_WHAT YOU HAVE TO DO:_ Each line of the data holding "like" should be found and copied.

_RECORD EXCERPTS:_
══════════
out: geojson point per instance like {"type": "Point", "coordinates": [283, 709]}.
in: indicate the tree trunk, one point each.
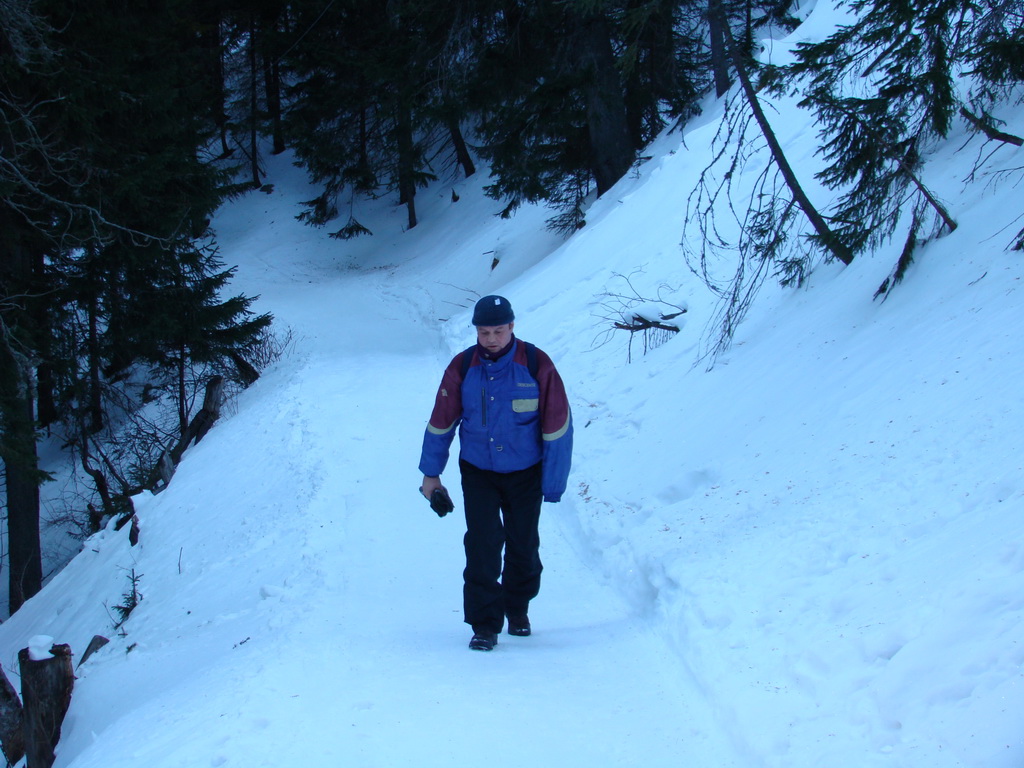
══════════
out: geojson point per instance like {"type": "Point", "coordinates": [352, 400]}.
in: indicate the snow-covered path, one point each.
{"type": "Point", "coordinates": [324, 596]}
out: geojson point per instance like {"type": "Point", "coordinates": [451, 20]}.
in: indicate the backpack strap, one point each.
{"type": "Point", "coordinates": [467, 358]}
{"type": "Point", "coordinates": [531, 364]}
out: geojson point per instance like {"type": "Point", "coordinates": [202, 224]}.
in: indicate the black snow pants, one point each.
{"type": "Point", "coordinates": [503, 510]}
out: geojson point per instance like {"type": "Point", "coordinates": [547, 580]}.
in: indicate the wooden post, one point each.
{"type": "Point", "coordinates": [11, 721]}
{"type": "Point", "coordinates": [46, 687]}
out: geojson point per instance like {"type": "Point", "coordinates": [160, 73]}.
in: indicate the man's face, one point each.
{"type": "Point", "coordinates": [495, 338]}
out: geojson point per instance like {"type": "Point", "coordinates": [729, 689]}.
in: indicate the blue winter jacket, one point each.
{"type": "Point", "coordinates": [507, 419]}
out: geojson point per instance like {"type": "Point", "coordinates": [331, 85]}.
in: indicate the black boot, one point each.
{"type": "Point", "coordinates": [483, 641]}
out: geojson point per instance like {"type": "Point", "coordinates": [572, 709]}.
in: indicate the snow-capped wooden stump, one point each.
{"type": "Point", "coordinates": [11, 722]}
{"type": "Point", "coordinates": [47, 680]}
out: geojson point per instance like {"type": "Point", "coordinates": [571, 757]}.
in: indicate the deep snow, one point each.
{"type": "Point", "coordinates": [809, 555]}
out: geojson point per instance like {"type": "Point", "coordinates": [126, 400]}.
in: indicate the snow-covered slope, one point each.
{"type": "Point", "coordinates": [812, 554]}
══════════
_SOLVED EXERCISE:_
out: geojson point per instance like {"type": "Point", "coordinates": [283, 709]}.
out: geojson point per instance like {"type": "Point", "coordinates": [352, 400]}.
out: geojson point per instance like {"type": "Point", "coordinates": [451, 20]}.
out: geojson point per instance like {"type": "Point", "coordinates": [202, 224]}.
out: geojson point per instance like {"type": "Point", "coordinates": [547, 580]}.
out: geojson point per instance like {"type": "Point", "coordinates": [160, 73]}.
out: geojson point per instance like {"type": "Point", "coordinates": [729, 689]}.
out: geojson point per instance like {"type": "Point", "coordinates": [331, 85]}.
out: geojson point per instance like {"type": "Point", "coordinates": [572, 709]}.
out: geojson point per instance like {"type": "Point", "coordinates": [571, 757]}.
out: geojson point per instance like {"type": "Point", "coordinates": [126, 400]}.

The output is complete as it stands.